== Exercise task ==
Return all of the entries exactly, with nothing added or left out.

--------------------------------------------------

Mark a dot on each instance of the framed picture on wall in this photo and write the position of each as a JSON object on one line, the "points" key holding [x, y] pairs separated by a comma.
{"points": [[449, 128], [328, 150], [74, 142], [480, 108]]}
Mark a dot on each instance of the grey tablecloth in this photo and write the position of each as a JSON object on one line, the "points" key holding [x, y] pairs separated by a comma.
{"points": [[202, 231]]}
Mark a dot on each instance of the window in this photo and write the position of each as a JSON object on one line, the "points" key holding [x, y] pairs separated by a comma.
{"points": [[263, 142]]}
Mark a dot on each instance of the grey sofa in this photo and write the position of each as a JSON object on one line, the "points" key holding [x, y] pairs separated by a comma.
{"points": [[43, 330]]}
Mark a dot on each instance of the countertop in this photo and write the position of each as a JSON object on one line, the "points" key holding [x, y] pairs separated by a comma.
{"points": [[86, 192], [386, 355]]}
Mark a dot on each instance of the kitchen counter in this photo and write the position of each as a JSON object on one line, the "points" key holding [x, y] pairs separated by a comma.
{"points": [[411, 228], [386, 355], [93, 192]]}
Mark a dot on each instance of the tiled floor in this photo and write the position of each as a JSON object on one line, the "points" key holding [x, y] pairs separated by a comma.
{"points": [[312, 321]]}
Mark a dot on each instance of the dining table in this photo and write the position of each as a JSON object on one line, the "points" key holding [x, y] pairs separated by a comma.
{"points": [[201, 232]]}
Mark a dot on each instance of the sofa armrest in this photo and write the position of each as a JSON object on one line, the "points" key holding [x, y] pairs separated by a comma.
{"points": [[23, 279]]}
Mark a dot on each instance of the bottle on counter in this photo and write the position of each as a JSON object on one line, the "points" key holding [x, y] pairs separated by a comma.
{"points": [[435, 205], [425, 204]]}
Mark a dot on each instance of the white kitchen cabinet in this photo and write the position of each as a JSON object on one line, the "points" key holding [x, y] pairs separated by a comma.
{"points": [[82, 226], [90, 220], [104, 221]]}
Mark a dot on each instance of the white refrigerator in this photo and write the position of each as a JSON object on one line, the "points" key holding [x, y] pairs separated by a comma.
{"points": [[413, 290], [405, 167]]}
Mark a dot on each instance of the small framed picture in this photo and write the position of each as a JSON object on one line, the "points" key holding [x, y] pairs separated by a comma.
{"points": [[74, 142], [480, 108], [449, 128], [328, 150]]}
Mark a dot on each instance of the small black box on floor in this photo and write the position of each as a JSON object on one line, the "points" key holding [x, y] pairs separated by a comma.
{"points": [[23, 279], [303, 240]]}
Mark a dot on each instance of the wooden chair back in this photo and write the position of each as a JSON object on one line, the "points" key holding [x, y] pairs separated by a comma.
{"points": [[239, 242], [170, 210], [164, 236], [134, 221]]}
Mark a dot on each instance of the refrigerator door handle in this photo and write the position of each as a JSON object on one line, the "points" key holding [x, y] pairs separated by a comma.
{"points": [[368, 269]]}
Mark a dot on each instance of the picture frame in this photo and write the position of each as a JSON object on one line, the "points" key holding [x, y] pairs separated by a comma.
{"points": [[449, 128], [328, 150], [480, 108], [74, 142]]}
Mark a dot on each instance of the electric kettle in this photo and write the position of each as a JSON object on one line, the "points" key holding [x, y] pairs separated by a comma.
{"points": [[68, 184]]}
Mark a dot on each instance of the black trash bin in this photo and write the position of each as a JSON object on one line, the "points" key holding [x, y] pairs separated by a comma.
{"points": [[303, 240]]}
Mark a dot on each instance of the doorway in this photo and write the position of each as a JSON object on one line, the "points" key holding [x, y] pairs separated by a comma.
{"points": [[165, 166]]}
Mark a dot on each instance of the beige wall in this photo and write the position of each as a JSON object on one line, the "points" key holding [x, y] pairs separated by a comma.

--------------------------------------------------

== Exercise output ==
Mark a dot on each instance of the framed picture on wall in this photo and write the position of each as a JSON object on one line, the "points" key holding [x, y] pairs separated by a comma.
{"points": [[449, 128], [328, 150], [74, 142], [480, 108]]}
Mark a dot on each instance of the grey tablecloth in this photo and write the position of each as a JSON object on one line, the "points" key holding [x, y] pairs separated by a comma.
{"points": [[202, 231]]}
Mark a dot on each instance of the window in this photo and write the position of each as a JSON object on one line, the "points" key holding [x, y] pairs separated by a comma.
{"points": [[263, 142]]}
Mark a dot on each instance of the grey sofa in this photo and write the position of each as a JSON object on one line, the "points" key holding [x, y] pairs separated by a comma.
{"points": [[43, 330]]}
Mark a dot on each instance of the countertop in this photo and write the position of each as a JSON object on one line, the "points" key holding [x, y] pairs separated by a comma.
{"points": [[86, 192], [386, 355]]}
Mark a dot on each instance of the kitchen counter in this photo and write the position of each as a JSON object on one line, the "points" key holding [x, y] pairs separated by a comma.
{"points": [[411, 228], [386, 355], [93, 192]]}
Mark a dot on each instance of the tiled floor in this photo and write the position of each as a JSON object on one line, the "points" key holding [x, y] pairs separated by a comma.
{"points": [[312, 321]]}
Mark a dot on each instance of the dining table in this photo and write the position of each as a JSON object on one line, the "points" key holding [x, y] pairs separated by a comma.
{"points": [[201, 232]]}
Mark a dot on each instance of the sofa armrest in this photo and write the position of each as a JSON object on one line, the "points" key holding [x, y] pairs separated by a comma.
{"points": [[23, 279]]}
Mark a dot on each instance of the bottle on counter in this photo and write the position of each as a JSON object on one line, the "points" key holding [x, y] pairs separated by a comma.
{"points": [[435, 205], [425, 204]]}
Mark a dot on each instance of the white kitchen cabinet in this photo and write the position of each as a JSON object on one line, the "points" key holding [x, y] pairs separated by a comma.
{"points": [[82, 226], [90, 220], [104, 221]]}
Mark a dot on each instance of the white refrigerator in this photo and write the position of each as a JSON object on one line, the "points" key holding [x, y] pairs separated by a comma.
{"points": [[413, 290], [405, 167]]}
Mark a dot on each instance of the small framed picture in this photo and write the position of each as a JSON object on one line, the "points" key holding [x, y] pairs separated by a comma.
{"points": [[74, 142], [480, 108], [449, 128], [328, 150]]}
Mark a dot on each instance of the small black box on floor in this photo and write the position of each as a JSON object on one line, the "points" key holding [x, y] pairs separated by a comma.
{"points": [[23, 279], [303, 240]]}
Mark a dot on each instance of the wooden chair back in this photo and write the position of each as a JSON object on one line, the "points" key holding [x, y] pairs separated by a comma.
{"points": [[239, 242], [170, 210], [164, 236], [134, 221]]}
Mark a dot on each instance of the refrigerator door handle in this photo and write the position of each as a JSON object on one line, the "points" key holding [x, y] pairs separated by a comma.
{"points": [[368, 269]]}
Mark a dot on each instance of the picture frame in this photo and write the position of each as a JSON object on one line, the "points" key holding [x, y] pairs separated by a comma.
{"points": [[449, 128], [328, 150], [480, 108], [74, 142]]}
Mark a dot on each instance of the electric kettle in this photo and write the position of each as a JSON object on one line, the "points" key holding [x, y] pairs separated by a comma.
{"points": [[68, 184]]}
Mark a dot on each instance of the black trash bin in this photo and write the position of each as a JSON object on one line, the "points" key holding [x, y] pairs separated by a comma.
{"points": [[303, 240]]}
Mark a dot on each instance of the doorway in this photo and write the position of each as a JSON object on one line, the "points" key holding [x, y] pairs separated by a comma.
{"points": [[165, 166]]}
Mark a dot on each instance of the beige wall in this photo and write the position of each as a JSON object on one line, the "points" key holding [x, y] pairs separated by a comma.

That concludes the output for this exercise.